> Given data
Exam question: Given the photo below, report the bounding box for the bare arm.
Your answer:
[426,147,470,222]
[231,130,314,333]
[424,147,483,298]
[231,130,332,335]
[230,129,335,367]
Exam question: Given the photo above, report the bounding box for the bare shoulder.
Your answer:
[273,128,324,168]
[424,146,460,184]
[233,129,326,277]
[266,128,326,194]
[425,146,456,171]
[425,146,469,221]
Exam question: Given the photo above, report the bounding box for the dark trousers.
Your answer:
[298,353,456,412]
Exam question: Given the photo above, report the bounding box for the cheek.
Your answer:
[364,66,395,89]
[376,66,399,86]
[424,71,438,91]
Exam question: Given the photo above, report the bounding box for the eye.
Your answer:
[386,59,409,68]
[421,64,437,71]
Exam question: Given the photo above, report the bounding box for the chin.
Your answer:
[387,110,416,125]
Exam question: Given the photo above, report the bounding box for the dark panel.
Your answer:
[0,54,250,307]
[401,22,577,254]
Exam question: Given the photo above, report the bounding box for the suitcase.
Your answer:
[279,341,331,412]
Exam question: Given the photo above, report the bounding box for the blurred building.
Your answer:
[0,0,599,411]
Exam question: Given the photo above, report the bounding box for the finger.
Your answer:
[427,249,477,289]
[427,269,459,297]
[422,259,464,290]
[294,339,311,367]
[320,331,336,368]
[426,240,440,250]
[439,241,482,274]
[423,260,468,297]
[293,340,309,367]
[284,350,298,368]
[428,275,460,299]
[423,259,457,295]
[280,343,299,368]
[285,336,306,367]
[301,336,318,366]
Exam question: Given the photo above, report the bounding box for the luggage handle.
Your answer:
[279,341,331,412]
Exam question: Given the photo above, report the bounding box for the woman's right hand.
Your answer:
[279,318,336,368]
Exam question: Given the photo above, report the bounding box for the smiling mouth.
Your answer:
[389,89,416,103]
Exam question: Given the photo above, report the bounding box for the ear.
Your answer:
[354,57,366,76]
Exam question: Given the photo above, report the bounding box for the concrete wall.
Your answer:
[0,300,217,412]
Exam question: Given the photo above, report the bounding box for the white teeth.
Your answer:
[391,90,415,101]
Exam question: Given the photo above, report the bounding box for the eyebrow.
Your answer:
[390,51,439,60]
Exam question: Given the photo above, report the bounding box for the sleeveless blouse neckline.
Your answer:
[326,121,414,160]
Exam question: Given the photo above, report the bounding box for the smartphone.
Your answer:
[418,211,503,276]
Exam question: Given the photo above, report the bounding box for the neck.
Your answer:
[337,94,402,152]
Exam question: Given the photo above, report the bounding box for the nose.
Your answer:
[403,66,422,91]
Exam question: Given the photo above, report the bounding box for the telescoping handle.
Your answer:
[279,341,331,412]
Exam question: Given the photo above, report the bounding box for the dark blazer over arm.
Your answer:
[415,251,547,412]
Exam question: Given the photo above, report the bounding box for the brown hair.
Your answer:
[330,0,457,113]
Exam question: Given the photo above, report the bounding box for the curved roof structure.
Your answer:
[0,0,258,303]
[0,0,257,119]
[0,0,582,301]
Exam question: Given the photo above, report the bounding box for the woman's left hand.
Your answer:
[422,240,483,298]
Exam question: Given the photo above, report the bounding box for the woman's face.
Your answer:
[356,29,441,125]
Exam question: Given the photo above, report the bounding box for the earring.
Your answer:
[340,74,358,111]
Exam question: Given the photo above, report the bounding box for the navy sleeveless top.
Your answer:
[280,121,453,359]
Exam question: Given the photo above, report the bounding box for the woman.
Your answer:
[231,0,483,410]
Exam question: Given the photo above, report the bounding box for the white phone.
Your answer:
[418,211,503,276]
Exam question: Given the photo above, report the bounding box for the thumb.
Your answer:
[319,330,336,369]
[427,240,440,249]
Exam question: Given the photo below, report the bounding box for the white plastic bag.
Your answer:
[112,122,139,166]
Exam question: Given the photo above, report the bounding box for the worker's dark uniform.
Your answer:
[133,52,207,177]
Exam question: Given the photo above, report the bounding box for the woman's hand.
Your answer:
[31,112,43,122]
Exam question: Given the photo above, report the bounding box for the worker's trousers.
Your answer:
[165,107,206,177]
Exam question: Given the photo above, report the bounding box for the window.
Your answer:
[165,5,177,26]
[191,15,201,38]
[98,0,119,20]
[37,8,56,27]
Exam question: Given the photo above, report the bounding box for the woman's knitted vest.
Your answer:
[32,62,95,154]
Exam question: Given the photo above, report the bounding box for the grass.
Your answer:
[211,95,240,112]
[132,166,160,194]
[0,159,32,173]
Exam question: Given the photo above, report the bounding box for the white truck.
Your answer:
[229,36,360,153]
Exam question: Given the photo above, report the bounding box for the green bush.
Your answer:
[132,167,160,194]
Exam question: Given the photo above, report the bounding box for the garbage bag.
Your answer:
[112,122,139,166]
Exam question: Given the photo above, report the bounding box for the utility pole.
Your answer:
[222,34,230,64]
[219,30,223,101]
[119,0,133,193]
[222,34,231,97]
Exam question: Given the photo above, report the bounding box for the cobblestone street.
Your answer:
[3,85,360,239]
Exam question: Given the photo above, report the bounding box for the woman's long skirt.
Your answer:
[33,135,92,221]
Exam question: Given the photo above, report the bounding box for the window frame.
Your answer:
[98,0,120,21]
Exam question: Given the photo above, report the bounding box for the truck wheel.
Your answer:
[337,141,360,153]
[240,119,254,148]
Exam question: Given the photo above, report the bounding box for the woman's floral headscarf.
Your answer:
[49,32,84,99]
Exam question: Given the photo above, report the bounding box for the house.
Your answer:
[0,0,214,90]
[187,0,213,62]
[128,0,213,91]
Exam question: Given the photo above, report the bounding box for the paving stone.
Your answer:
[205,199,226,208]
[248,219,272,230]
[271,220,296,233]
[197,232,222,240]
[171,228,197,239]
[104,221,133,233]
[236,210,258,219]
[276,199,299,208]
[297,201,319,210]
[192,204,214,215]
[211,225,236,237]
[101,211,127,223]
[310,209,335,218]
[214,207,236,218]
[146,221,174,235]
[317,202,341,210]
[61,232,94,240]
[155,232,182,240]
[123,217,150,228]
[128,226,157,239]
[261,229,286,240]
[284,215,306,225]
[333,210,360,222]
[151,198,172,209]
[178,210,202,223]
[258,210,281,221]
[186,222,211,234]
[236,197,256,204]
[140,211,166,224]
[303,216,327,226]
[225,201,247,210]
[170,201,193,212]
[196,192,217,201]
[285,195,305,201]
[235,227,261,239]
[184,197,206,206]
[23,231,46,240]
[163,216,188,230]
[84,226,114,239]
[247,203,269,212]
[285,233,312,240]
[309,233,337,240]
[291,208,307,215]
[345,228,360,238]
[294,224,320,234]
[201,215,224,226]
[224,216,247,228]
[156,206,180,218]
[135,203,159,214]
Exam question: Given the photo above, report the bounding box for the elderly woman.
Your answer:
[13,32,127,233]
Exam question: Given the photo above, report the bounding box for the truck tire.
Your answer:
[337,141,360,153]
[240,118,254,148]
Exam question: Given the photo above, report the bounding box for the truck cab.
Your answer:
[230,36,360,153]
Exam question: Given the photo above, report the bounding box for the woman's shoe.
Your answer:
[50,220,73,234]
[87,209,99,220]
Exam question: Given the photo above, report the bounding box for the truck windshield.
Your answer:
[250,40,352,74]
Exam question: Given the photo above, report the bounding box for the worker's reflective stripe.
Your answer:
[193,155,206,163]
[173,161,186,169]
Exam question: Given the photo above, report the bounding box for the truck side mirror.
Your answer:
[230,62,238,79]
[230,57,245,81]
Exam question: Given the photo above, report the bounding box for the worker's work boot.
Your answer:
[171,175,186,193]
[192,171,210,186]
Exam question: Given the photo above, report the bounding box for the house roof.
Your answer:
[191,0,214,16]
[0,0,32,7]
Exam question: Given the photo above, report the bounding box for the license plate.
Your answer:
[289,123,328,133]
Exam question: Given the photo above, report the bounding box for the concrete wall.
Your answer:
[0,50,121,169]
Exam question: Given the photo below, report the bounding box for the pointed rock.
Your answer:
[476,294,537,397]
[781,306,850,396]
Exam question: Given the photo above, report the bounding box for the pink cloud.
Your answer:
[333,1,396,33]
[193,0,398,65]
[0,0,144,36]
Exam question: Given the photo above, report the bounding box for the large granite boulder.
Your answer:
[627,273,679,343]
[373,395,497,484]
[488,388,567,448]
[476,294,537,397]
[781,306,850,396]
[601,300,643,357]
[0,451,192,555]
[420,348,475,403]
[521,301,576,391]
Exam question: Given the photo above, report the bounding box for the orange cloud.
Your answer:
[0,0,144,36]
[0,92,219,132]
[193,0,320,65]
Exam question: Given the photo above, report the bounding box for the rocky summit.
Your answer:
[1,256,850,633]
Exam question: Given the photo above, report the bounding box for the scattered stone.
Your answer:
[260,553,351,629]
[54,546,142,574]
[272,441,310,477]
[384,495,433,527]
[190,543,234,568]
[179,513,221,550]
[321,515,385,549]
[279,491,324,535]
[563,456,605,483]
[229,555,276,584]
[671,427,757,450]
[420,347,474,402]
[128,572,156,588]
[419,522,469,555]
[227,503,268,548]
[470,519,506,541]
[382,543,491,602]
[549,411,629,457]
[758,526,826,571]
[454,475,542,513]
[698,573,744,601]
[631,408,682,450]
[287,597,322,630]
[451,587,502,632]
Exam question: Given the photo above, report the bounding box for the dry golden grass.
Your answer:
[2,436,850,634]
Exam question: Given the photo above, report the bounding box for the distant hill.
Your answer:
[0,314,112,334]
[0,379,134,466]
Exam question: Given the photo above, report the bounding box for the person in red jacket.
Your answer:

> What the task asks
Extract every line above that contains the word "grass".

> Expected answer
Exam question: Given the photo above, report the bounding box for the grass.
Exam question: Given the photo above, report the bounding box for the dry golden grass.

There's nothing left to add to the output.